YOUR GOAL.
Find the line that contains "the car hood.". Then set down that line and all the lines after it, to the end of the records, exactly and with nothing added.

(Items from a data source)

◇ ◇ ◇ ◇ ◇ ◇ ◇

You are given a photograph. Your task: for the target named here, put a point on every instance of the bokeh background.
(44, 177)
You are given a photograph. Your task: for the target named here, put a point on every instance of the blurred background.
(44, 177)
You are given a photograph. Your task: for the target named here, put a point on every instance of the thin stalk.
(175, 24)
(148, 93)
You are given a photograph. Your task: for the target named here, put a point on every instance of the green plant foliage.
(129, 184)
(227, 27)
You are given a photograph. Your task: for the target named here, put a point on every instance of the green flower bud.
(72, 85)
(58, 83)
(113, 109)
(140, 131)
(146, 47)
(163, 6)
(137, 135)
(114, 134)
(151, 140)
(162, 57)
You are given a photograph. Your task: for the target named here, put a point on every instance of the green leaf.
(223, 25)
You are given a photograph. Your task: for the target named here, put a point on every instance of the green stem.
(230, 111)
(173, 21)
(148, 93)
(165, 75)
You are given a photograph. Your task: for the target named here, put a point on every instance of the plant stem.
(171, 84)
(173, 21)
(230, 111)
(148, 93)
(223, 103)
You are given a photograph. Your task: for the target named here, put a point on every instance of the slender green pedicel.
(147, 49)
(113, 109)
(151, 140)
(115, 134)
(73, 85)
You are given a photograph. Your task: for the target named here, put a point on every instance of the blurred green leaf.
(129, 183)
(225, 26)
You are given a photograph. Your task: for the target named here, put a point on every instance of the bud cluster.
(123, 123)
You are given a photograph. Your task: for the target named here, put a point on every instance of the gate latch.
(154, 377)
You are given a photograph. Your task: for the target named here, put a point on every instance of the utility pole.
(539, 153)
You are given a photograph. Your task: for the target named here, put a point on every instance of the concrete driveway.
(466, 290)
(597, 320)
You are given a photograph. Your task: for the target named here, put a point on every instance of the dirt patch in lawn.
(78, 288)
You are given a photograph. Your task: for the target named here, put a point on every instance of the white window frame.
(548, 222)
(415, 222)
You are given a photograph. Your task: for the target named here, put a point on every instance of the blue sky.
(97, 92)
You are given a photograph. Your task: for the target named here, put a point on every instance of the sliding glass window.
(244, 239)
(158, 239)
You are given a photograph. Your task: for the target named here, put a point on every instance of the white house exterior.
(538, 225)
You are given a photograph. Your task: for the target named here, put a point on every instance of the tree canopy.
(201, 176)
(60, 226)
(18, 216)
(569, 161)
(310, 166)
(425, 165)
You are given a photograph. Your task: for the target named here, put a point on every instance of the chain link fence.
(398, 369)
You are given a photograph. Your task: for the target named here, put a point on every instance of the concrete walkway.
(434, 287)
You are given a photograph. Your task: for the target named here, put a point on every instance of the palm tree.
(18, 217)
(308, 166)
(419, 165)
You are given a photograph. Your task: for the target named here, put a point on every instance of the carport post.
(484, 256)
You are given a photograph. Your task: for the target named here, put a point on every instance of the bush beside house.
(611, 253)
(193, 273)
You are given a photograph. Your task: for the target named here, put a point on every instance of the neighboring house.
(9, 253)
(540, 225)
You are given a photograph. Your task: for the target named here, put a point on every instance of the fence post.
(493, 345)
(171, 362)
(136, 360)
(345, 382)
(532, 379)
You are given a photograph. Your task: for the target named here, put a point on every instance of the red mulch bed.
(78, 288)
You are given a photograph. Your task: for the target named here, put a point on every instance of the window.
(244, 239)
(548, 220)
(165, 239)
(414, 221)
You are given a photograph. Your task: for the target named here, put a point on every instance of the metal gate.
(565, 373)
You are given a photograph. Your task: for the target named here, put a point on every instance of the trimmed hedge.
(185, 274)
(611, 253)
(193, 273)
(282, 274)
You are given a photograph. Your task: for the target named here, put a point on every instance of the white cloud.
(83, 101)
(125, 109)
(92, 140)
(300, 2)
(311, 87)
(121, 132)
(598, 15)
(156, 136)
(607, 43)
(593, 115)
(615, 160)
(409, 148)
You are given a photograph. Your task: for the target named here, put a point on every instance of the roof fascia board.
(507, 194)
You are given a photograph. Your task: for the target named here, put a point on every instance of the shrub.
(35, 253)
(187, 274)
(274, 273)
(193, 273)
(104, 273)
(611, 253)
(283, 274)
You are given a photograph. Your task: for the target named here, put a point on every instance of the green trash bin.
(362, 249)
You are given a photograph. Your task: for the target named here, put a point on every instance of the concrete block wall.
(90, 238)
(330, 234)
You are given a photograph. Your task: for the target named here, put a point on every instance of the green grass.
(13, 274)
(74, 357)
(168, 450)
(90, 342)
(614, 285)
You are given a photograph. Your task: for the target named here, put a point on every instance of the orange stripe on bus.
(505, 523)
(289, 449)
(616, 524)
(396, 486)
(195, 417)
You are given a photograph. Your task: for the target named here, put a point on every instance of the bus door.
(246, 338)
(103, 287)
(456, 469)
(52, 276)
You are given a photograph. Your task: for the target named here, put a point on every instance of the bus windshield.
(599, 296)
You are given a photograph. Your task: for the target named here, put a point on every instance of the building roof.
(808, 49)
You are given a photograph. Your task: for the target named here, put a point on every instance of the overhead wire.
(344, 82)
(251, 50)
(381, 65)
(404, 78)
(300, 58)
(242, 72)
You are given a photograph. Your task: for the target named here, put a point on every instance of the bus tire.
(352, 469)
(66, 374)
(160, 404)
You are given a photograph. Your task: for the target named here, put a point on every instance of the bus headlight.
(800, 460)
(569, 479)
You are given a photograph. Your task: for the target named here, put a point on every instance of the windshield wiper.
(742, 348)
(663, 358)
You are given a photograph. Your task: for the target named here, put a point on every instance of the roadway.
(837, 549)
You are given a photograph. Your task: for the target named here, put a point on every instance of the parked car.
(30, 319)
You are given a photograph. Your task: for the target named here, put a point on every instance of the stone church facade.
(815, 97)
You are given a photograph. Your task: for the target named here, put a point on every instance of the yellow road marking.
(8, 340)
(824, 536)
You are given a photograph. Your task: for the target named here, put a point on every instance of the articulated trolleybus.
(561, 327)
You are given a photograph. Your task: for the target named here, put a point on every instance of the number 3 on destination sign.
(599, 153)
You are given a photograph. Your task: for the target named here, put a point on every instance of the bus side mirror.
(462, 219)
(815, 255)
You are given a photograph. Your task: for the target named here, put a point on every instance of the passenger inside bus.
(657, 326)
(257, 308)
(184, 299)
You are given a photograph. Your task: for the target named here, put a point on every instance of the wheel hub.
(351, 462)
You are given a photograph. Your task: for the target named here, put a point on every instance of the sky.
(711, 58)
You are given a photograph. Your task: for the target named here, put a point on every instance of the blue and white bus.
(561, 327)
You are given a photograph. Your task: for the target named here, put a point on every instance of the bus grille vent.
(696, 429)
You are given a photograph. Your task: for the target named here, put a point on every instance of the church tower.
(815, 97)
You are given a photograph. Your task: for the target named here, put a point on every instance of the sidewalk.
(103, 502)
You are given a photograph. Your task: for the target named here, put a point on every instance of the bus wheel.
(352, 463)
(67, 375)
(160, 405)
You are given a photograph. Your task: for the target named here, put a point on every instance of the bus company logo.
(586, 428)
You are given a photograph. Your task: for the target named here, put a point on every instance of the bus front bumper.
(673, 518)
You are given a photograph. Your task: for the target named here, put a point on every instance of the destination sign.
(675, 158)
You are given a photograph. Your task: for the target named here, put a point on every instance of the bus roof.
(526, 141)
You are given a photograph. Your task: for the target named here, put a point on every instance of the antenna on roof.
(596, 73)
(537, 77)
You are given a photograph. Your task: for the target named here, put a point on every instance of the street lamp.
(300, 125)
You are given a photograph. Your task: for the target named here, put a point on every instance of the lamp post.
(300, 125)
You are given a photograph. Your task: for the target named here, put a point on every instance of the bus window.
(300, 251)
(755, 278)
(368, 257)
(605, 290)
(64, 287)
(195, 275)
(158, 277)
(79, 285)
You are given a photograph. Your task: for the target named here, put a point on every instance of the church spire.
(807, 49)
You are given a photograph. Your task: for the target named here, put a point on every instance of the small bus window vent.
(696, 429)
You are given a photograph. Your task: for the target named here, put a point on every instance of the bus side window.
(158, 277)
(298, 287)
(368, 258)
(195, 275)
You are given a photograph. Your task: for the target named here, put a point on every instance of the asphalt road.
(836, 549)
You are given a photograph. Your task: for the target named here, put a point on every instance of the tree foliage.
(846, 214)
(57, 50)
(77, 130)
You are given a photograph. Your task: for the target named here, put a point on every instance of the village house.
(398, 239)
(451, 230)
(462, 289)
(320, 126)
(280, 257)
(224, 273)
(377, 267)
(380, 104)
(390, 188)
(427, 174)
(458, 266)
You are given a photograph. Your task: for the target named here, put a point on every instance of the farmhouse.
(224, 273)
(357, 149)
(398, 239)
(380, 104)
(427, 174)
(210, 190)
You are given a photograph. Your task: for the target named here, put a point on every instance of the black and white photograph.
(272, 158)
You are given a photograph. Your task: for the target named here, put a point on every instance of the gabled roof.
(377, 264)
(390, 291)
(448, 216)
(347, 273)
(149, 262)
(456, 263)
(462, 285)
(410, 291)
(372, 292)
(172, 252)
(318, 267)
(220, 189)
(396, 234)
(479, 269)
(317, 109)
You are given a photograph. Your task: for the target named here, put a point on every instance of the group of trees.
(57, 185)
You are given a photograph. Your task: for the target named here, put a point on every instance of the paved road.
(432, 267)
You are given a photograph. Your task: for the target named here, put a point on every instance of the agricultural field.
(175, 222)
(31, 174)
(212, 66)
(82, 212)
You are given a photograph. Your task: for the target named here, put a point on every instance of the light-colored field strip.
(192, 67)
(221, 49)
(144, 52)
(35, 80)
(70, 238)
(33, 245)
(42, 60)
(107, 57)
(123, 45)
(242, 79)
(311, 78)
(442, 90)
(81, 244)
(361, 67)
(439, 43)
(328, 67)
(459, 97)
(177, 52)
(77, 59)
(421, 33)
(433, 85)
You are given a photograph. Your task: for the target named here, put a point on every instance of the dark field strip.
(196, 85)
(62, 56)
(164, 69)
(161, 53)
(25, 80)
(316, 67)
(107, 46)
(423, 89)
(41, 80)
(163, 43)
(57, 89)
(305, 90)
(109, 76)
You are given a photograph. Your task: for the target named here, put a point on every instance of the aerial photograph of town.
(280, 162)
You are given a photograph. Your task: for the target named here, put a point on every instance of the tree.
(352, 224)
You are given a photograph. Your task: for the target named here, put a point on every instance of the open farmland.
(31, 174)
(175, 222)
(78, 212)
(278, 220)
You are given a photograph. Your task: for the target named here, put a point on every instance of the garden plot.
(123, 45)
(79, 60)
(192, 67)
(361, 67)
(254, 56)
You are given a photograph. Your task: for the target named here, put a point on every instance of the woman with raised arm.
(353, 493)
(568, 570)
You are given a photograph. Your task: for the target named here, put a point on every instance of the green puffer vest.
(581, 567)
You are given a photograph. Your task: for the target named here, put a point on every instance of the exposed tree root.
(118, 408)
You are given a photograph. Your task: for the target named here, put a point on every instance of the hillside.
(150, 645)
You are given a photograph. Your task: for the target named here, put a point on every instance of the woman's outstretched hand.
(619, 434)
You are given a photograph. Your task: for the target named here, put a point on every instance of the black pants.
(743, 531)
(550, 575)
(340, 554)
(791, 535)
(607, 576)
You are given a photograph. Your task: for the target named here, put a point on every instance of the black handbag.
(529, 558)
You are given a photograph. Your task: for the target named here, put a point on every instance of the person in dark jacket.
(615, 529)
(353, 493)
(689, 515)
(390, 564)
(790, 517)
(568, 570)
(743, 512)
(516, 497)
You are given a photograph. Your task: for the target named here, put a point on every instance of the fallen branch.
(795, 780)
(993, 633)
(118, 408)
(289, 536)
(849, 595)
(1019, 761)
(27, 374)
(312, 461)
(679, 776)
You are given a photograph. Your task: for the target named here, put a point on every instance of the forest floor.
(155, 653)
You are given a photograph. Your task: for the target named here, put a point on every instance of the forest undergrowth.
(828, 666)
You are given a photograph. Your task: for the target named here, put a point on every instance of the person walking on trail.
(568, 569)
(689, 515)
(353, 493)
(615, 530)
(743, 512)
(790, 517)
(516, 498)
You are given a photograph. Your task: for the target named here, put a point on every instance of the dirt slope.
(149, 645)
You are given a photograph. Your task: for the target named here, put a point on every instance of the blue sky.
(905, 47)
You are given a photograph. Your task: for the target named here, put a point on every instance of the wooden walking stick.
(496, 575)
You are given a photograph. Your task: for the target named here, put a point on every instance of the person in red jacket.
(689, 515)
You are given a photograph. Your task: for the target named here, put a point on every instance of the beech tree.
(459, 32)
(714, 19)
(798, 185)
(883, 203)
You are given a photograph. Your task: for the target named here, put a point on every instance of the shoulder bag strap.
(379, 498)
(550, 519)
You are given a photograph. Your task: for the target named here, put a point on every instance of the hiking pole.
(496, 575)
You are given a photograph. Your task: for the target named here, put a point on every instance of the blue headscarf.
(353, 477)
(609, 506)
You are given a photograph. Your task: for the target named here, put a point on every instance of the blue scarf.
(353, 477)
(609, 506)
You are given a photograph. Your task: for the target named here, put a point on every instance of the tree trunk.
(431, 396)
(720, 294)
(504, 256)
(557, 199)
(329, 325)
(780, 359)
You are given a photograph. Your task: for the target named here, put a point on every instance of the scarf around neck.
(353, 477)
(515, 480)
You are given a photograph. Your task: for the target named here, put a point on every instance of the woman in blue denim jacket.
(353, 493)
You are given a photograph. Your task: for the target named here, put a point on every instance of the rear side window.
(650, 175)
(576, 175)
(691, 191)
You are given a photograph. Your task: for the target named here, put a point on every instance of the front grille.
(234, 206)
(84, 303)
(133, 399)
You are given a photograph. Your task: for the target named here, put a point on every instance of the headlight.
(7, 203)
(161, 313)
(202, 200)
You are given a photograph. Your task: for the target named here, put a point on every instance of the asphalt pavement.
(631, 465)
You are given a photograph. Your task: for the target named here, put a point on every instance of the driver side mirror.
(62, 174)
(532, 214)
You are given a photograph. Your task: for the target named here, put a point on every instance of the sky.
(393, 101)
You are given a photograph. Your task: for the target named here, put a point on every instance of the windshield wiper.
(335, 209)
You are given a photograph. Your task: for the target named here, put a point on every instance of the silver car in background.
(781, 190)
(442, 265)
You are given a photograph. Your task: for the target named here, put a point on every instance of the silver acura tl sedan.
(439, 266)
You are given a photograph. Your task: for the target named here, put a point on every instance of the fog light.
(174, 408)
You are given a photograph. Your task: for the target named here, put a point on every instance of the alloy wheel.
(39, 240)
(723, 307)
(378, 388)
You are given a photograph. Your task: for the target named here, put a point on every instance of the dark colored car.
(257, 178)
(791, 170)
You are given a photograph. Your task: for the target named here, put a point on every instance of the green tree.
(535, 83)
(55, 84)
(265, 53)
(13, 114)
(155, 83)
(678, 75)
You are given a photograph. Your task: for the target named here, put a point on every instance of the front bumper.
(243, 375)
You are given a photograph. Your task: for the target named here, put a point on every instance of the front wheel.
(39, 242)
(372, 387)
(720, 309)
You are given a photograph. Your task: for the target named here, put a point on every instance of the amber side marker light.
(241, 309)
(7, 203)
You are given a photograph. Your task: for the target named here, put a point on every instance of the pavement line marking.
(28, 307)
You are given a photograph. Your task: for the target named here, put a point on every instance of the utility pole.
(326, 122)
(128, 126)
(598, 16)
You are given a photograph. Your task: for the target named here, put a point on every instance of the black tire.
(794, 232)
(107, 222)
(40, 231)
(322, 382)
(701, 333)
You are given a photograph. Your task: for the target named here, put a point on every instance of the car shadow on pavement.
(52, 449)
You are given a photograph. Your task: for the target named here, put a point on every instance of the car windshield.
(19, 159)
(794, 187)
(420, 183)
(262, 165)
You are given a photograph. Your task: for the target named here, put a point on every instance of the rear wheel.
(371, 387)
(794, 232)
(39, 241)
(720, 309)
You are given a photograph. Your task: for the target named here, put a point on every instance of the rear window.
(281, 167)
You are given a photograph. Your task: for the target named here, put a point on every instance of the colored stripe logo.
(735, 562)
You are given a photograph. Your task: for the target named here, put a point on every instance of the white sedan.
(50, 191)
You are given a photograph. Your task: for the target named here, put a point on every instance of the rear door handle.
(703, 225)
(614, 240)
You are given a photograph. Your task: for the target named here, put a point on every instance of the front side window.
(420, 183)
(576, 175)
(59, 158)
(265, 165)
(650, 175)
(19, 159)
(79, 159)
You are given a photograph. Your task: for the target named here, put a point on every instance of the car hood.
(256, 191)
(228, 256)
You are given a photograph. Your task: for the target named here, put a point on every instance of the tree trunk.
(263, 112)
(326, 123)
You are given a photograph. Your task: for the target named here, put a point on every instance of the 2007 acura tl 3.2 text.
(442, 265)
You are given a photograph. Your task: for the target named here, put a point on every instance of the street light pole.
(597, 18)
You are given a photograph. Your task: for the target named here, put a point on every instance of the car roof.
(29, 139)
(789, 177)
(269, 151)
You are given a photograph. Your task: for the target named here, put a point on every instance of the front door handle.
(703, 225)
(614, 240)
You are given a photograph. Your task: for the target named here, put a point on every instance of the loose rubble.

◇ ◇ ◇ ◇ ◇ ◇ ◇

FINISHED TASK.
You are given a photograph. Your task: for the target named here, put a point on every instance of the car hood.
(256, 191)
(228, 256)
You are given a photograph. Your task: for the target named here, put a point on every instance of the tree trunk.
(263, 112)
(326, 123)
You are given a photograph. Your task: for the target named here, put a point on every instance of the 2007 acura tl 3.2 text.
(442, 265)
You are given a photograph. Your task: for the target named here, put a point on every instance of the street light pole.
(597, 18)
You are given a photograph. Your task: for the target named here, put a point on every instance of the car roof.
(29, 139)
(789, 177)
(269, 151)
You are given a photograph. Your task: for the target named here, put a point on every instance of the front door handle.
(703, 225)
(614, 240)
You are given a photograph. Your task: for the target named here, put a point on every instance of the loose rubble.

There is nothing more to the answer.